## Listed entries
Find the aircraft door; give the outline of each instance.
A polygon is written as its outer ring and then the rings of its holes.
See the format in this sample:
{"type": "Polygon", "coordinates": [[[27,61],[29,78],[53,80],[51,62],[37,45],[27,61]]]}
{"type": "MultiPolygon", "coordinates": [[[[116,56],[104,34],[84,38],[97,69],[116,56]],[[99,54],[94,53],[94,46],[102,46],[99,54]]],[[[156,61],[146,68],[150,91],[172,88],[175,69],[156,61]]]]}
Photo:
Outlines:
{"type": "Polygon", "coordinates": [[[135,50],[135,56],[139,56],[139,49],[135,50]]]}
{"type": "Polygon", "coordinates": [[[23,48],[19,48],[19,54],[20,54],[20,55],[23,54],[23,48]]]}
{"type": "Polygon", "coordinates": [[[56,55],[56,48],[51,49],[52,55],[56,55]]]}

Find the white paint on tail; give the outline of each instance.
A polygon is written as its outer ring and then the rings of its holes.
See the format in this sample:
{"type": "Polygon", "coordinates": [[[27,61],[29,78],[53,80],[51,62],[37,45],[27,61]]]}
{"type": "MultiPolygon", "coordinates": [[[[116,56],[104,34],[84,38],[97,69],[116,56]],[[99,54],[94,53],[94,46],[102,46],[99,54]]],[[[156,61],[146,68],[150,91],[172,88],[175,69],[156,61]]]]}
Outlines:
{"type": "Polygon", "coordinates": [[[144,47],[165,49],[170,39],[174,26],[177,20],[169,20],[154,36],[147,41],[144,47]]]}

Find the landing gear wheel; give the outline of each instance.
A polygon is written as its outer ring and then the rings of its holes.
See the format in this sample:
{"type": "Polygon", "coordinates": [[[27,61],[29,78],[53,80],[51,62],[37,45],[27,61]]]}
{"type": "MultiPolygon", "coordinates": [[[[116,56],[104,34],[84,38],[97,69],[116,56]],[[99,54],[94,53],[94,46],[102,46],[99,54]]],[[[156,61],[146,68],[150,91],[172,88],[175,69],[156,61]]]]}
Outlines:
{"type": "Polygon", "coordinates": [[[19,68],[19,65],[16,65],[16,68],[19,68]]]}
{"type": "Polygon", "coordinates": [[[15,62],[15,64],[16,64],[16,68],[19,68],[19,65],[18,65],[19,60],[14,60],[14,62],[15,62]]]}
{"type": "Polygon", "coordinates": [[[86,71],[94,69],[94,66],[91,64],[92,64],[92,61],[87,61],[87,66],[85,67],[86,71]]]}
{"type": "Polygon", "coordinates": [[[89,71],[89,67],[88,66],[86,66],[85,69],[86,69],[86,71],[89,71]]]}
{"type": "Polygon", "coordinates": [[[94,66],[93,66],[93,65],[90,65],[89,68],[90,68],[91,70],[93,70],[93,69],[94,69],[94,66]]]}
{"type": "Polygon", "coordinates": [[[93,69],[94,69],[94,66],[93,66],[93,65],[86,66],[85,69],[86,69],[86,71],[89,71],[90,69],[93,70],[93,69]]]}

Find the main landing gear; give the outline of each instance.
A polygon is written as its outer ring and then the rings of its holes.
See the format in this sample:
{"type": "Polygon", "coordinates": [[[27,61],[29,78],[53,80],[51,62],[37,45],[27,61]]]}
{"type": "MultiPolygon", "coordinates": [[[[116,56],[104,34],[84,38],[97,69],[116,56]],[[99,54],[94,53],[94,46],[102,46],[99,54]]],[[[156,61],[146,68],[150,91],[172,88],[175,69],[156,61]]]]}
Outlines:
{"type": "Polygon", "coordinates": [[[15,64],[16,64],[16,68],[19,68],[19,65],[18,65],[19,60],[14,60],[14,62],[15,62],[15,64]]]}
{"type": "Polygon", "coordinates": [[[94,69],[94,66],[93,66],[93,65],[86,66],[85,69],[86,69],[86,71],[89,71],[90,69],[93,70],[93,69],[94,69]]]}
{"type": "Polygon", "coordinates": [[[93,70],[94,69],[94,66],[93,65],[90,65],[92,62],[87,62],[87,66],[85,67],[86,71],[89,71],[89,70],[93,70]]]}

## What needs to be done
Would you restate each of the entries word for word?

## Expected output
Find the aircraft door; give the outline of each instance.
A polygon is written as its outer ring and then the rings of its holes.
See the format in this sample:
{"type": "Polygon", "coordinates": [[[27,61],[29,78],[53,80],[51,62],[37,45],[27,61]]]}
{"type": "MultiPolygon", "coordinates": [[[[116,56],[104,34],[84,38],[97,69],[116,56]],[[99,54],[94,53],[94,46],[102,46],[99,54]]],[[[156,61],[146,68],[150,91],[172,88],[175,69],[156,61]]]]}
Photo:
Outlines:
{"type": "Polygon", "coordinates": [[[135,50],[135,56],[139,56],[139,49],[135,50]]]}
{"type": "Polygon", "coordinates": [[[23,48],[19,48],[19,54],[20,54],[20,55],[23,54],[23,48]]]}
{"type": "Polygon", "coordinates": [[[56,55],[56,48],[51,49],[52,55],[56,55]]]}

Find the white paint on tail; give the outline of each instance.
A polygon is written as its outer ring and then the rings of its holes.
See the format in this sample:
{"type": "Polygon", "coordinates": [[[27,61],[29,78],[53,80],[51,62],[37,45],[27,61]]]}
{"type": "MultiPolygon", "coordinates": [[[[116,56],[104,34],[84,38],[97,69],[116,56]],[[99,54],[94,53],[94,46],[102,46],[99,54]]],[[[156,61],[146,68],[150,91],[172,88],[175,69],[156,61]]]]}
Outlines:
{"type": "Polygon", "coordinates": [[[144,47],[165,49],[170,39],[174,26],[177,20],[169,20],[154,36],[147,41],[144,47]]]}

Find the landing gear wheel; give the outline of each instance.
A polygon is written as its outer ring and then the rings of its holes.
See the format in this sample:
{"type": "Polygon", "coordinates": [[[27,61],[29,78],[53,80],[51,62],[37,45],[27,61]]]}
{"type": "MultiPolygon", "coordinates": [[[[116,56],[104,34],[84,38],[97,69],[116,56]],[[99,54],[94,53],[94,46],[102,46],[99,54]]],[[[156,61],[146,68],[150,91],[172,88],[175,69],[156,61]]]]}
Outlines:
{"type": "Polygon", "coordinates": [[[19,68],[19,65],[16,65],[16,68],[19,68]]]}
{"type": "Polygon", "coordinates": [[[15,62],[15,64],[16,64],[16,68],[19,68],[19,65],[18,65],[19,60],[14,60],[14,62],[15,62]]]}
{"type": "Polygon", "coordinates": [[[86,71],[94,69],[94,66],[91,64],[92,64],[92,61],[87,61],[87,66],[85,67],[86,71]]]}
{"type": "Polygon", "coordinates": [[[89,71],[89,67],[88,66],[86,66],[85,69],[86,69],[86,71],[89,71]]]}
{"type": "Polygon", "coordinates": [[[94,66],[93,66],[93,65],[90,65],[89,68],[90,68],[91,70],[93,70],[93,69],[94,69],[94,66]]]}
{"type": "Polygon", "coordinates": [[[93,69],[94,69],[94,66],[93,66],[93,65],[86,66],[85,69],[86,69],[86,71],[89,71],[90,69],[93,70],[93,69]]]}

Find the main landing gear; give the outline of each instance.
A polygon is written as its outer ring and then the rings of its holes.
See the format in this sample:
{"type": "Polygon", "coordinates": [[[27,61],[29,78],[53,80],[51,62],[37,45],[27,61]]]}
{"type": "MultiPolygon", "coordinates": [[[[116,56],[104,34],[84,38],[97,69],[116,56]],[[99,54],[94,53],[94,46],[102,46],[99,54]]],[[[156,61],[146,68],[150,91],[172,88],[175,69],[156,61]]]]}
Outlines:
{"type": "Polygon", "coordinates": [[[15,64],[16,64],[16,68],[19,68],[19,65],[18,65],[19,60],[14,60],[14,62],[15,62],[15,64]]]}
{"type": "Polygon", "coordinates": [[[94,69],[94,66],[93,66],[93,65],[86,66],[85,69],[86,69],[86,71],[89,71],[90,69],[93,70],[93,69],[94,69]]]}
{"type": "Polygon", "coordinates": [[[93,70],[94,69],[94,66],[93,65],[90,65],[92,62],[87,62],[87,66],[85,67],[86,71],[89,71],[89,70],[93,70]]]}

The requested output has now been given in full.